YOUR GOAL> Repeat verbatim the rows below, from the one containing "Find the mountain summit" through the one containing "<point>324,428</point>", with both of those rows included.

★ ★ ★

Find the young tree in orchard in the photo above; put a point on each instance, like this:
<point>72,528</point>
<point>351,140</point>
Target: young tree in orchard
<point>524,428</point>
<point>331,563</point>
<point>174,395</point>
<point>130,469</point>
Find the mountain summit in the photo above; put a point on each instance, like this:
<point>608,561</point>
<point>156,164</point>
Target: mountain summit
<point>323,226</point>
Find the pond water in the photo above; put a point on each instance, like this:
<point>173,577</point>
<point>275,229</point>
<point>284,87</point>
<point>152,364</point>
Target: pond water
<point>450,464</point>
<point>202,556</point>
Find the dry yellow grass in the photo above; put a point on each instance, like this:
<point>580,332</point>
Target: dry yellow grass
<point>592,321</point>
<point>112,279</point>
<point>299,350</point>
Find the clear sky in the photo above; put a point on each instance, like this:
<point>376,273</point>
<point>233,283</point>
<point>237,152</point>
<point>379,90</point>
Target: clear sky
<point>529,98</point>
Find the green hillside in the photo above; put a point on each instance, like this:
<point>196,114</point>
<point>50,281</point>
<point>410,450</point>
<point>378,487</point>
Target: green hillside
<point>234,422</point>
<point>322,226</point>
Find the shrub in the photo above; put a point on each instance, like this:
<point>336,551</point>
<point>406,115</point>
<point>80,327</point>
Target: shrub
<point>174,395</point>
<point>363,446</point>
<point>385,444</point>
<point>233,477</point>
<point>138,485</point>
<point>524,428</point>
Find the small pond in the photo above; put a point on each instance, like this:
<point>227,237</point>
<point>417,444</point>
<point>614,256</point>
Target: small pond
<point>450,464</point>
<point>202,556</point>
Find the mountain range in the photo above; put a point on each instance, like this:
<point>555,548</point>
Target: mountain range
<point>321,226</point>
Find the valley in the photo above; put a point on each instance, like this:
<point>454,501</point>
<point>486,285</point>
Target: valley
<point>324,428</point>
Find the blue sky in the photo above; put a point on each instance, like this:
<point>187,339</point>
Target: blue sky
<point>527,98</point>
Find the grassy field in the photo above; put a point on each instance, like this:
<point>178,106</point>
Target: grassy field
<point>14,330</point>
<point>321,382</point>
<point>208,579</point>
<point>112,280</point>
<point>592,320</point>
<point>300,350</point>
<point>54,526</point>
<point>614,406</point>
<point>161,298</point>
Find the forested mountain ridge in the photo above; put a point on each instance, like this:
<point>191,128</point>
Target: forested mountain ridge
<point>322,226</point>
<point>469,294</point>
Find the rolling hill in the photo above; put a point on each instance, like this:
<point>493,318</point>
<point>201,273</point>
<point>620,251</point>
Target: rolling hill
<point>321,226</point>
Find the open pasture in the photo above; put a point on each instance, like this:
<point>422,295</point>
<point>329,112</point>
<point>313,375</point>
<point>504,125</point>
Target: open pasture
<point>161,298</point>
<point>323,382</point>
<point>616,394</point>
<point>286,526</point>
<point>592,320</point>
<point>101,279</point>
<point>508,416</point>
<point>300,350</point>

★ ★ ★

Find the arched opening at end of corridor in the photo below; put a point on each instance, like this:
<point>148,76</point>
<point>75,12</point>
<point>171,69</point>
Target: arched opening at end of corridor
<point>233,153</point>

★ ★ ★

WRITTEN REPLY>
Find the mountain summit in the photo above; put a point on each instance, like this:
<point>608,561</point>
<point>156,164</point>
Target: mountain summit
<point>323,226</point>
Find the pond water in the photo above; put a point on each instance, like this:
<point>173,577</point>
<point>275,229</point>
<point>284,87</point>
<point>152,364</point>
Target: pond water
<point>450,464</point>
<point>202,556</point>
Find the dry yellow grass in the photo above; put a point on each instance, like this:
<point>580,332</point>
Target: dry yellow grass
<point>592,321</point>
<point>112,279</point>
<point>299,350</point>
Find the clear sky in the photo above; put a point on each instance, like this:
<point>376,273</point>
<point>233,283</point>
<point>237,152</point>
<point>379,90</point>
Target: clear sky
<point>529,98</point>
Find the green hillside in the photo above; put a point on each instance, like this:
<point>196,114</point>
<point>50,281</point>
<point>410,450</point>
<point>378,487</point>
Target: green hillside
<point>234,422</point>
<point>322,226</point>
Find the shrub in the photo above; put a point on each instance, like this:
<point>336,551</point>
<point>406,115</point>
<point>80,327</point>
Target: shrub
<point>174,395</point>
<point>363,446</point>
<point>385,444</point>
<point>233,477</point>
<point>138,485</point>
<point>524,428</point>
Find the small pond in the photo above; put a point on each instance, like this:
<point>227,237</point>
<point>417,444</point>
<point>614,256</point>
Target: small pond
<point>450,464</point>
<point>202,556</point>
Find the mountain range in the photo above; put a point on each instance, like this:
<point>555,548</point>
Target: mountain range
<point>321,226</point>
Find the valley in the photo above; put a point on each instance, like this:
<point>454,501</point>
<point>486,285</point>
Target: valley
<point>324,428</point>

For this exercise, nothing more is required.